§ **Material for this exercise**:
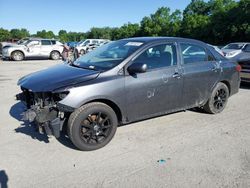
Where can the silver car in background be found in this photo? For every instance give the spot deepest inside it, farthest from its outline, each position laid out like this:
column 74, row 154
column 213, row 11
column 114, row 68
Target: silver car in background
column 33, row 48
column 233, row 49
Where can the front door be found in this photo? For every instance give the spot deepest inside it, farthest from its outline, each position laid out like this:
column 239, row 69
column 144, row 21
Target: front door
column 159, row 89
column 200, row 73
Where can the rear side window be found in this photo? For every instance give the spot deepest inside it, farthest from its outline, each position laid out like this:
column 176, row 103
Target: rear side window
column 46, row 42
column 159, row 56
column 247, row 48
column 193, row 53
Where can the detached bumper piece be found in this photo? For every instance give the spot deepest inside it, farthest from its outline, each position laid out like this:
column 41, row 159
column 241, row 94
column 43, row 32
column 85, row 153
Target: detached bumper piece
column 46, row 120
column 44, row 110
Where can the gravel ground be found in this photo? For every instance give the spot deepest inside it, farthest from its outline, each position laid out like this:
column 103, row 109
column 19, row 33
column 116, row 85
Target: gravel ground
column 185, row 149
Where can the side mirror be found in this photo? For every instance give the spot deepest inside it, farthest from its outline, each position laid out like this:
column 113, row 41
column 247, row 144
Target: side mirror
column 137, row 68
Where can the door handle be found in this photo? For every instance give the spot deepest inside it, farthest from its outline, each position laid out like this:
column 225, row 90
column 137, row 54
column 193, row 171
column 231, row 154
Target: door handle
column 214, row 68
column 176, row 75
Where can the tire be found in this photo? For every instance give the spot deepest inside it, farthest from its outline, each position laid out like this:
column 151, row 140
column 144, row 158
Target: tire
column 218, row 99
column 92, row 126
column 55, row 55
column 82, row 52
column 17, row 56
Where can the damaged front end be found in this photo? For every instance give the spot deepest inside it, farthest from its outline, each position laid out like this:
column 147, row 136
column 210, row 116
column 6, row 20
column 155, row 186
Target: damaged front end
column 44, row 110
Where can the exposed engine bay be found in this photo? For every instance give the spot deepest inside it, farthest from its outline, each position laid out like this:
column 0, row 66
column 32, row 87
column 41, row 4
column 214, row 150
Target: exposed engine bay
column 43, row 109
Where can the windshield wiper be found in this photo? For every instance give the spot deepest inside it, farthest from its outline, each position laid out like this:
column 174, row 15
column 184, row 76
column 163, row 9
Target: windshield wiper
column 90, row 67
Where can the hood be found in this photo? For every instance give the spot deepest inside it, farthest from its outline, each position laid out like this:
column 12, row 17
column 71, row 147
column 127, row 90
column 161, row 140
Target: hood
column 15, row 46
column 230, row 52
column 56, row 77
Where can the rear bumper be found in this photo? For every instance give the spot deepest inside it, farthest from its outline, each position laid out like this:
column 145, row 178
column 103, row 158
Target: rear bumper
column 245, row 75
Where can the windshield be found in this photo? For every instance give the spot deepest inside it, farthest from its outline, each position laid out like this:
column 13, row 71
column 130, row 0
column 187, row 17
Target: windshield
column 22, row 41
column 234, row 46
column 108, row 56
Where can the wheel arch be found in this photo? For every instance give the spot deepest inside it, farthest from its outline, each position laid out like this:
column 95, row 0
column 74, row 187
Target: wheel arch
column 227, row 83
column 113, row 105
column 17, row 51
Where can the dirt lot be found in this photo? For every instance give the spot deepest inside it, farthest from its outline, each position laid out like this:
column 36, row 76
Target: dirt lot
column 197, row 149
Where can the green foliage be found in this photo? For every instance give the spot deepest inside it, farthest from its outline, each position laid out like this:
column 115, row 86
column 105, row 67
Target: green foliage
column 212, row 21
column 45, row 34
column 19, row 33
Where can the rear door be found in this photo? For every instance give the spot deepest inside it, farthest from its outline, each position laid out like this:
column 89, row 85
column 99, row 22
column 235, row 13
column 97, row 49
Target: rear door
column 159, row 89
column 200, row 73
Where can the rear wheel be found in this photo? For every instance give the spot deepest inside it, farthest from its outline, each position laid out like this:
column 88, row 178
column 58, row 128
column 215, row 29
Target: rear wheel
column 55, row 55
column 92, row 126
column 218, row 99
column 82, row 52
column 17, row 56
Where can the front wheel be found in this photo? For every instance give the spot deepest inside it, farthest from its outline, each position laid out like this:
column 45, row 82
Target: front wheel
column 82, row 52
column 55, row 55
column 218, row 99
column 17, row 56
column 92, row 126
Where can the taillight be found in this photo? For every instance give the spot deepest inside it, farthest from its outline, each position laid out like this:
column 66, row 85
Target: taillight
column 238, row 68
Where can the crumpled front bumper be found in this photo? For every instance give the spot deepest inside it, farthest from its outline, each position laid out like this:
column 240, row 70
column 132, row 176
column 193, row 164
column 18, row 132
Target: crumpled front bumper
column 48, row 119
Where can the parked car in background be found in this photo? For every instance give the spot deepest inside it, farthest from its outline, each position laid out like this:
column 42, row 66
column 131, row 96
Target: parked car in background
column 72, row 44
column 126, row 81
column 82, row 46
column 217, row 49
column 243, row 58
column 92, row 47
column 33, row 48
column 233, row 49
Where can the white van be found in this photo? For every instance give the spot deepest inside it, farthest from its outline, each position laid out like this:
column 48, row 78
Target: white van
column 83, row 45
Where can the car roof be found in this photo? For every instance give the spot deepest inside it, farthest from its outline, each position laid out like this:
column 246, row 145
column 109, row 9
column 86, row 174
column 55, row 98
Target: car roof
column 239, row 43
column 156, row 39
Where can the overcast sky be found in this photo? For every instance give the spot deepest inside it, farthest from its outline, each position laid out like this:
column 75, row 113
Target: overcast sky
column 78, row 15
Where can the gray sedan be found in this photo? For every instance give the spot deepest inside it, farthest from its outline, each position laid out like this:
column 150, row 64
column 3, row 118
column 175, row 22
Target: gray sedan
column 126, row 81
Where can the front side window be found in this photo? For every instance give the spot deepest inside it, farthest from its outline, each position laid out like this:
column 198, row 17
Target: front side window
column 46, row 42
column 108, row 56
column 158, row 56
column 193, row 53
column 234, row 46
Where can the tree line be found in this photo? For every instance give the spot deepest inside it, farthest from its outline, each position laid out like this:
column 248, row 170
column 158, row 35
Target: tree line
column 214, row 21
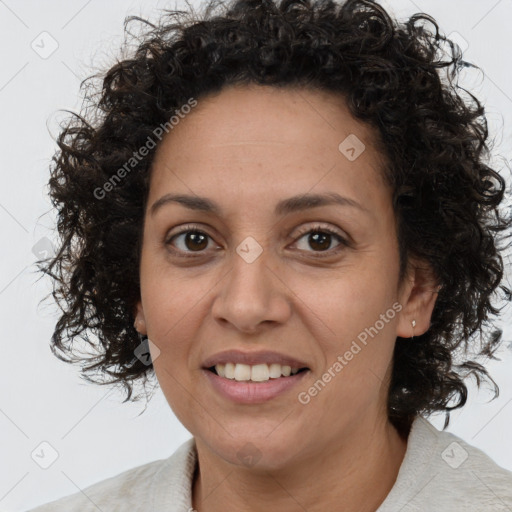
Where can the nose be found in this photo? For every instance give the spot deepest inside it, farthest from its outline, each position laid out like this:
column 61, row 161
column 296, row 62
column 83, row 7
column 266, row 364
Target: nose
column 251, row 294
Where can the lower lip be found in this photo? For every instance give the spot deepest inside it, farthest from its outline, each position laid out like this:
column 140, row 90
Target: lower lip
column 246, row 392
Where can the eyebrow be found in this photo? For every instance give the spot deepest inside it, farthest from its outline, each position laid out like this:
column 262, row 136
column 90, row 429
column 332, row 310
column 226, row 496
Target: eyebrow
column 284, row 207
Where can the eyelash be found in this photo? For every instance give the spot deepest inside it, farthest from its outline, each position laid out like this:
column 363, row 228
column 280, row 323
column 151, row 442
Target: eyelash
column 316, row 229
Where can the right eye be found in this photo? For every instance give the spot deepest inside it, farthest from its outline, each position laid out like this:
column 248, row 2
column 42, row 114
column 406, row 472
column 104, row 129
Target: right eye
column 188, row 240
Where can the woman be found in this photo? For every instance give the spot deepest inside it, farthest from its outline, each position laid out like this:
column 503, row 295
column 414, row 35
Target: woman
column 288, row 204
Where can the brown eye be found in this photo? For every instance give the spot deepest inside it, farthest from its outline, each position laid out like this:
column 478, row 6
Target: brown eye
column 190, row 241
column 320, row 239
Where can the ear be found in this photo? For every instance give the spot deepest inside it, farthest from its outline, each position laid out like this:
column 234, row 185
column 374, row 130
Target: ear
column 418, row 294
column 140, row 320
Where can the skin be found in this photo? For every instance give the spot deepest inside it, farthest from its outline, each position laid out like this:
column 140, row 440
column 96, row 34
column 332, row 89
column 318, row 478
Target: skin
column 246, row 148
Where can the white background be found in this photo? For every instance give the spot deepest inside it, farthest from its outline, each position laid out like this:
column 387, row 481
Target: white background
column 42, row 398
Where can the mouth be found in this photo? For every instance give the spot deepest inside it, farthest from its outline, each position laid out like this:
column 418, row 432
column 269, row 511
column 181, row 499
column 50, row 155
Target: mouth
column 237, row 387
column 255, row 373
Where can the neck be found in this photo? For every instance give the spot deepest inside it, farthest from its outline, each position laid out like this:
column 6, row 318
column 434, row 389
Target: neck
column 356, row 475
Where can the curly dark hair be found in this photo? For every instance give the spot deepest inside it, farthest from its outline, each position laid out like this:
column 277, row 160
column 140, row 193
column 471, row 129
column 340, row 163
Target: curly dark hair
column 400, row 78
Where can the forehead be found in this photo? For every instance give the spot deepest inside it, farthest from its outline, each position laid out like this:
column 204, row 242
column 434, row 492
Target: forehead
column 266, row 140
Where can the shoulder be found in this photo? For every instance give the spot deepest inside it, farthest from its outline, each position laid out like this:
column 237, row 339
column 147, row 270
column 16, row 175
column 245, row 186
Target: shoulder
column 133, row 490
column 444, row 473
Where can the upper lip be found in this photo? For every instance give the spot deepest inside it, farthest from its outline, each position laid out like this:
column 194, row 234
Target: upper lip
column 252, row 358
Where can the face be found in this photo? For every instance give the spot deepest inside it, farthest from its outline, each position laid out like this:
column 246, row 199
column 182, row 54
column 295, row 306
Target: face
column 298, row 281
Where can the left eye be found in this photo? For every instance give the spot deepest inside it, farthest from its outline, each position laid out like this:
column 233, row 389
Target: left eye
column 321, row 239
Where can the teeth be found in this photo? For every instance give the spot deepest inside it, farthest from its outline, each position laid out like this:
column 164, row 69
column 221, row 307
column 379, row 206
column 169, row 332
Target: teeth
column 255, row 373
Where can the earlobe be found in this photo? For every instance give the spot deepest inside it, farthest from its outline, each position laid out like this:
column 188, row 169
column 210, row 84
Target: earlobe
column 418, row 300
column 140, row 320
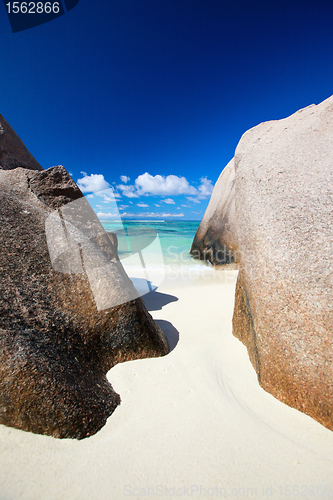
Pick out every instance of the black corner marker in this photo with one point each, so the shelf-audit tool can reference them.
(26, 15)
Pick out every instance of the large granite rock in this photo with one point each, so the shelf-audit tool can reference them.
(13, 152)
(284, 296)
(68, 311)
(216, 238)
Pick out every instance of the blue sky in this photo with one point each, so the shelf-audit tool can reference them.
(146, 100)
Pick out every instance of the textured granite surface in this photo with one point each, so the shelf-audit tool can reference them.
(284, 297)
(68, 311)
(216, 238)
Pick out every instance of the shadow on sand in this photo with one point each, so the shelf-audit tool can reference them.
(170, 332)
(154, 301)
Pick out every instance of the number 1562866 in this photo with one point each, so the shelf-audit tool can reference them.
(33, 8)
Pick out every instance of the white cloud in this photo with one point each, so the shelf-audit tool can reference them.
(206, 187)
(169, 201)
(92, 183)
(161, 185)
(124, 179)
(110, 215)
(108, 194)
(128, 191)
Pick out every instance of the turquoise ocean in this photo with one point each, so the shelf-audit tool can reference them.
(163, 244)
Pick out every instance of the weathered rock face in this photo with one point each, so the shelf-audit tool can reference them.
(284, 297)
(216, 238)
(13, 152)
(68, 311)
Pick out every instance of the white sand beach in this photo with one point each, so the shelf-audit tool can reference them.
(194, 424)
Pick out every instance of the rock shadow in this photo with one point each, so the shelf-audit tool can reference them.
(154, 301)
(170, 332)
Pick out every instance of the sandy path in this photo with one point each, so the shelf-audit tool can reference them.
(194, 424)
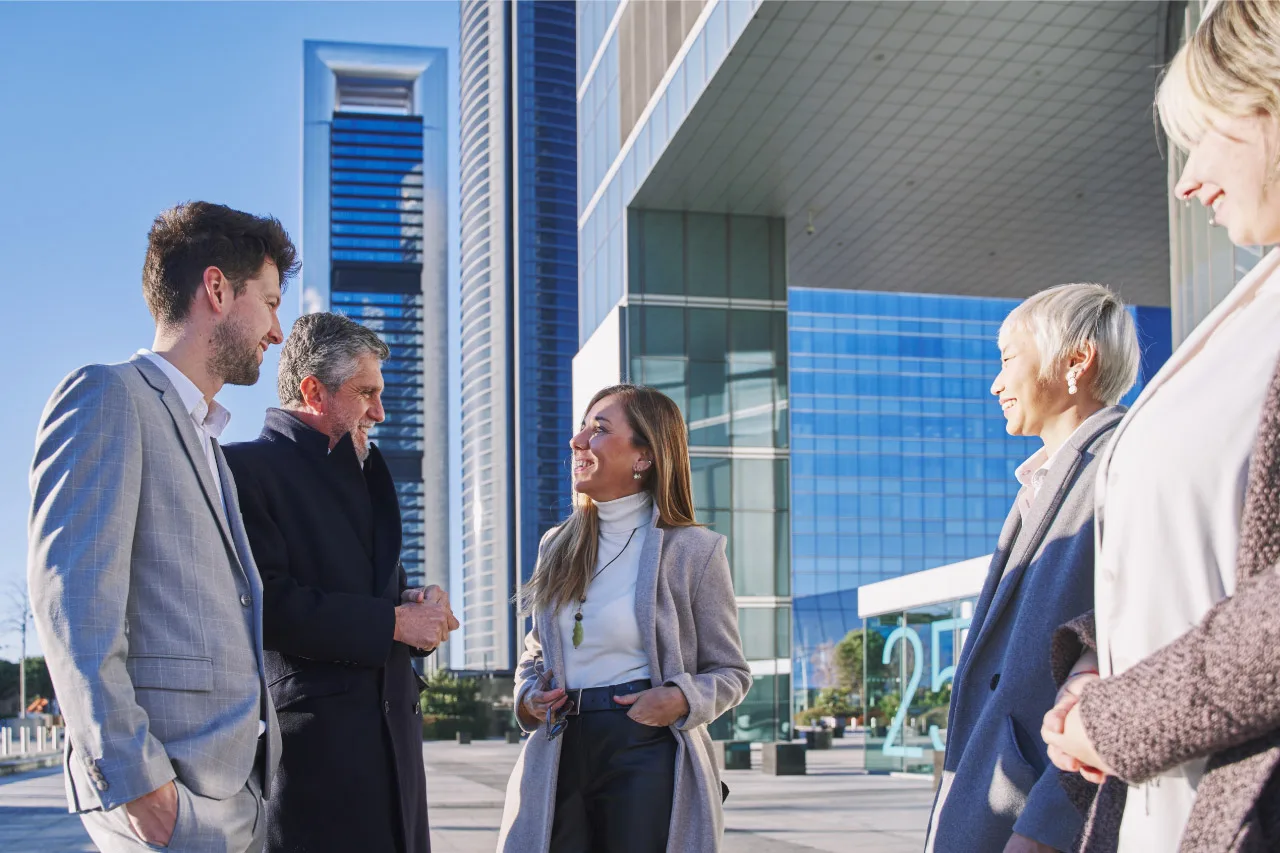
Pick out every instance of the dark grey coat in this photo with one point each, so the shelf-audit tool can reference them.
(997, 779)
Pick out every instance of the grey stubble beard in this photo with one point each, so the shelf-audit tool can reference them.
(232, 359)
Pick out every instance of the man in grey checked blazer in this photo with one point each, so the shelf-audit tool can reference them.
(146, 597)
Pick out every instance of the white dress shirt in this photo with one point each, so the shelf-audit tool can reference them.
(612, 649)
(209, 418)
(1170, 496)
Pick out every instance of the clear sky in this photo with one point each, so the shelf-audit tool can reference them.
(112, 112)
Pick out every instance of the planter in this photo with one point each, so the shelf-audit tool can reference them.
(732, 755)
(781, 758)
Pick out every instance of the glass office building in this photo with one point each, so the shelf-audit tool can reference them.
(913, 170)
(899, 452)
(373, 245)
(519, 301)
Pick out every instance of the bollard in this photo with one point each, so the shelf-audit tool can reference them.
(782, 758)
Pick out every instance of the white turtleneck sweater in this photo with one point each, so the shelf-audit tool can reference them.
(612, 649)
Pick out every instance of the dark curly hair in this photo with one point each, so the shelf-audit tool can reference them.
(187, 240)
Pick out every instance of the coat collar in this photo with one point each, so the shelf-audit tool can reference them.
(1016, 551)
(647, 600)
(282, 424)
(181, 415)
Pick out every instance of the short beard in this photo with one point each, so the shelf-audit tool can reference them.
(232, 360)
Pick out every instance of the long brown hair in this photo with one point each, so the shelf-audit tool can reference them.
(568, 557)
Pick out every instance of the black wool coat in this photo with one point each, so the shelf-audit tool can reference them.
(327, 537)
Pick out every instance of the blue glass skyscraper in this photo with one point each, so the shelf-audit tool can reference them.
(373, 245)
(519, 324)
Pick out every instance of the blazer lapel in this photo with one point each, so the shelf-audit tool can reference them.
(999, 560)
(190, 442)
(647, 593)
(1033, 532)
(1045, 509)
(553, 652)
(240, 536)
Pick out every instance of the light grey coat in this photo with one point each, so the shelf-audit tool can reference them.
(688, 617)
(996, 778)
(146, 597)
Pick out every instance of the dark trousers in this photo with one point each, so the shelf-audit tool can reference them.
(616, 783)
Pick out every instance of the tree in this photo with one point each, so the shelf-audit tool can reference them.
(452, 703)
(849, 660)
(37, 682)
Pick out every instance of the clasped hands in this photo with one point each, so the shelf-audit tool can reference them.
(424, 617)
(1069, 744)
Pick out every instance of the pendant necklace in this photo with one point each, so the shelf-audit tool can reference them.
(581, 600)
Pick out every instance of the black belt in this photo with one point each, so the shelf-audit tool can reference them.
(586, 699)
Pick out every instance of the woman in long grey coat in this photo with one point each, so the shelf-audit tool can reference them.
(1068, 355)
(634, 651)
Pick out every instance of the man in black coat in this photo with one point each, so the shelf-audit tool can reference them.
(339, 624)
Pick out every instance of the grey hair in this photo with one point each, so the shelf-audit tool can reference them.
(325, 346)
(1064, 319)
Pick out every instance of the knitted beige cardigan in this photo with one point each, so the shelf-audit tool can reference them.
(1211, 693)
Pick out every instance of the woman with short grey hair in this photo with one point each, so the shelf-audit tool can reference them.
(1182, 720)
(1068, 355)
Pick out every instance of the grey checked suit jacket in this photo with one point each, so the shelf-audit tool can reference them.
(145, 593)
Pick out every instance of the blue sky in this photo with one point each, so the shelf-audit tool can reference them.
(109, 113)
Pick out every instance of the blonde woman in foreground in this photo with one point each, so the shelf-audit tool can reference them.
(634, 651)
(1182, 721)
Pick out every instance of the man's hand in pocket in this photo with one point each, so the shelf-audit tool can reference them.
(154, 816)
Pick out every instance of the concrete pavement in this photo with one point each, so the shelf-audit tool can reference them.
(837, 807)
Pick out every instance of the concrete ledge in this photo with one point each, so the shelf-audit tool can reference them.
(23, 763)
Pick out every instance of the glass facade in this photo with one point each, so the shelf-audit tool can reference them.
(519, 299)
(485, 341)
(547, 270)
(910, 660)
(705, 324)
(612, 165)
(375, 261)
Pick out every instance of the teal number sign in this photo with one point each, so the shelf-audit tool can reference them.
(940, 676)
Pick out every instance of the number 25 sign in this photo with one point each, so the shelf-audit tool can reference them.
(940, 676)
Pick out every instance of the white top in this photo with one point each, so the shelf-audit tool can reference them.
(209, 419)
(612, 649)
(1170, 495)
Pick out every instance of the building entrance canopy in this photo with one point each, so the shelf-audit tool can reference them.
(984, 149)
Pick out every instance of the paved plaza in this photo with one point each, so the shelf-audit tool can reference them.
(836, 807)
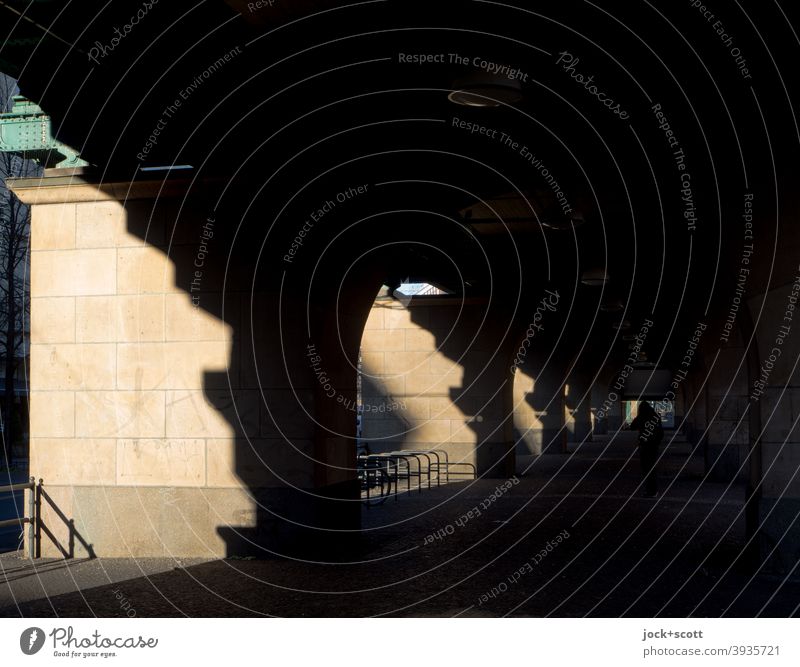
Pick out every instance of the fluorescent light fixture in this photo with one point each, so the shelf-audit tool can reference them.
(595, 277)
(485, 90)
(174, 167)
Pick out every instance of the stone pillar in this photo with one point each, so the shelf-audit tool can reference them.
(775, 458)
(434, 377)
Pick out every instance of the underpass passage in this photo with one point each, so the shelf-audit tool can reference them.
(619, 225)
(673, 554)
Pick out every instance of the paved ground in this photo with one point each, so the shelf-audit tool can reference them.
(677, 555)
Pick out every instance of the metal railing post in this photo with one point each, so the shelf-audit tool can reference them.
(32, 519)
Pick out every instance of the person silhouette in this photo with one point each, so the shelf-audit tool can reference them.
(648, 423)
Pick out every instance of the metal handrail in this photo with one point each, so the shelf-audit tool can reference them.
(30, 517)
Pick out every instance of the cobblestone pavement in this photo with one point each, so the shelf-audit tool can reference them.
(572, 538)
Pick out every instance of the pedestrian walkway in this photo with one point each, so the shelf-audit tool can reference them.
(571, 537)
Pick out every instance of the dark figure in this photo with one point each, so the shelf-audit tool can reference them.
(648, 423)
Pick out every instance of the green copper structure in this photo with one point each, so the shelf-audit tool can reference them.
(26, 130)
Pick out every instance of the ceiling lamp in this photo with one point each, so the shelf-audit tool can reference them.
(557, 219)
(612, 306)
(595, 277)
(483, 89)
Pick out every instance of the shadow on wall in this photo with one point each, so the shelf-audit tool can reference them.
(52, 512)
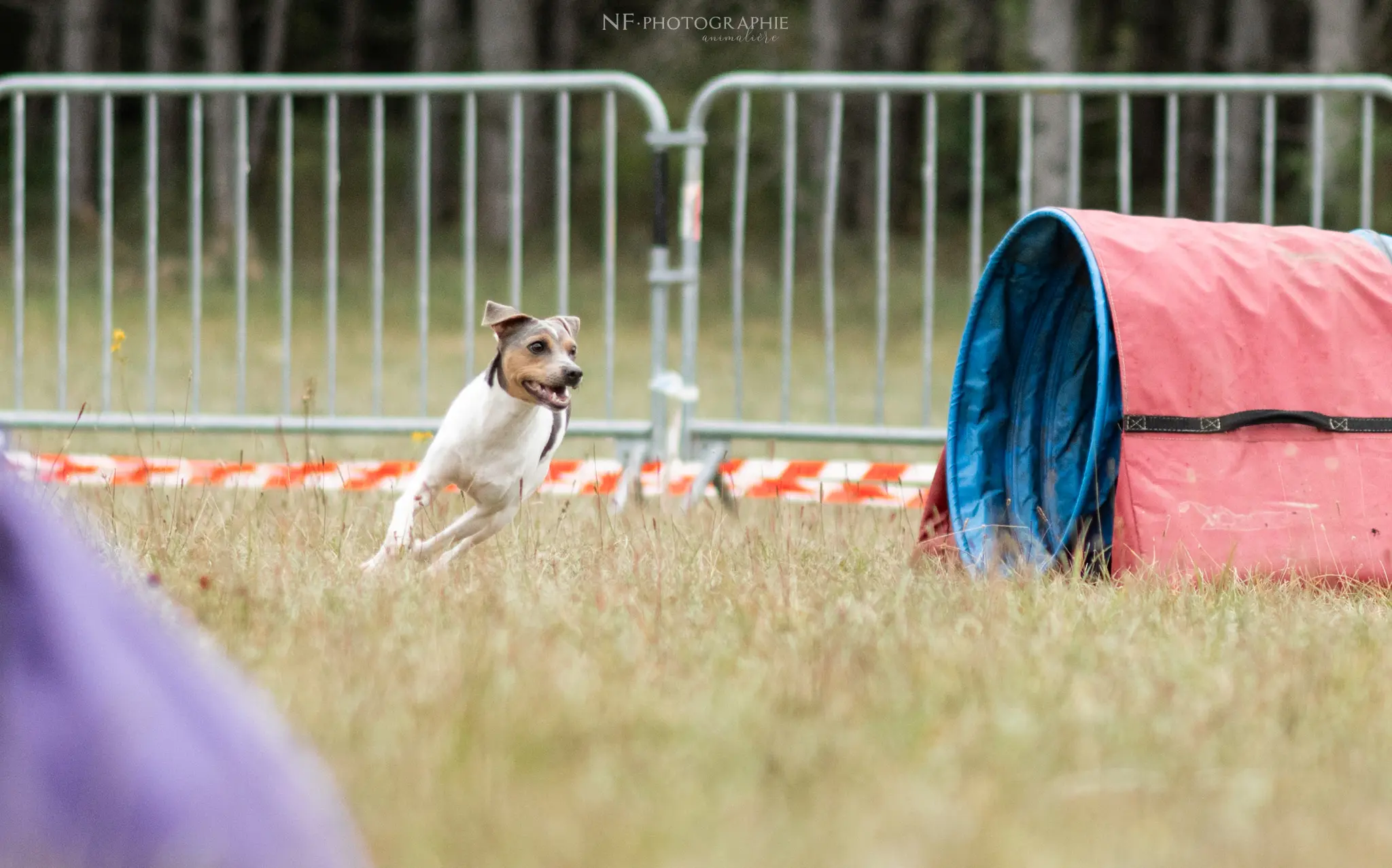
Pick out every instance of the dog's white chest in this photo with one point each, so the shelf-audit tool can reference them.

§ **Written task**: Copy out the data above word for word again, starting at its very beginning and ending with the line that contains "column 176, row 75", with both ends included. Leave the pictures out of your answer.

§ **Reply to the exercise**:
Where can the silver car in background be found in this photo? For every instance give the spot deepest inside it, farthest from its outline, each position laid out like this:
column 74, row 154
column 213, row 11
column 114, row 68
Target: silver car in background
column 33, row 48
column 233, row 49
Where can the front door be found in this photo? For every instance give the spot deepest inside it, farthest from its outline, each position laid out like this:
column 239, row 69
column 144, row 21
Target: front door
column 159, row 89
column 200, row 73
Where can the rear side window be found in this photo? For every instance give the spot deepest inside it, farthest from its outline, each position laid out like this:
column 176, row 103
Target: rear side window
column 46, row 42
column 159, row 56
column 247, row 48
column 193, row 53
Where can the detached bumper piece be found in this photo? For every instance give the spot deepest inside it, farthest from its outline, each position laid out like this:
column 41, row 159
column 241, row 94
column 43, row 32
column 85, row 153
Target: detached bumper piece
column 46, row 120
column 44, row 110
Where can the gravel ground be found in this photo? For every instance give the spot deepest inside it, farthest from its outline, each position laid out like this:
column 103, row 109
column 19, row 33
column 116, row 85
Target: gravel ground
column 185, row 149
Where can the side mirror be found in this photo? For every instance give the spot deepest inside it, farthest from its outline, each position laid out like this:
column 113, row 41
column 247, row 144
Target: side mirror
column 137, row 68
Where can the door handle be found in this photo? For every instance give the spot deepest inside it, farthest from its outline, each position laid out like this:
column 225, row 90
column 137, row 54
column 193, row 171
column 231, row 154
Target: door handle
column 214, row 68
column 176, row 75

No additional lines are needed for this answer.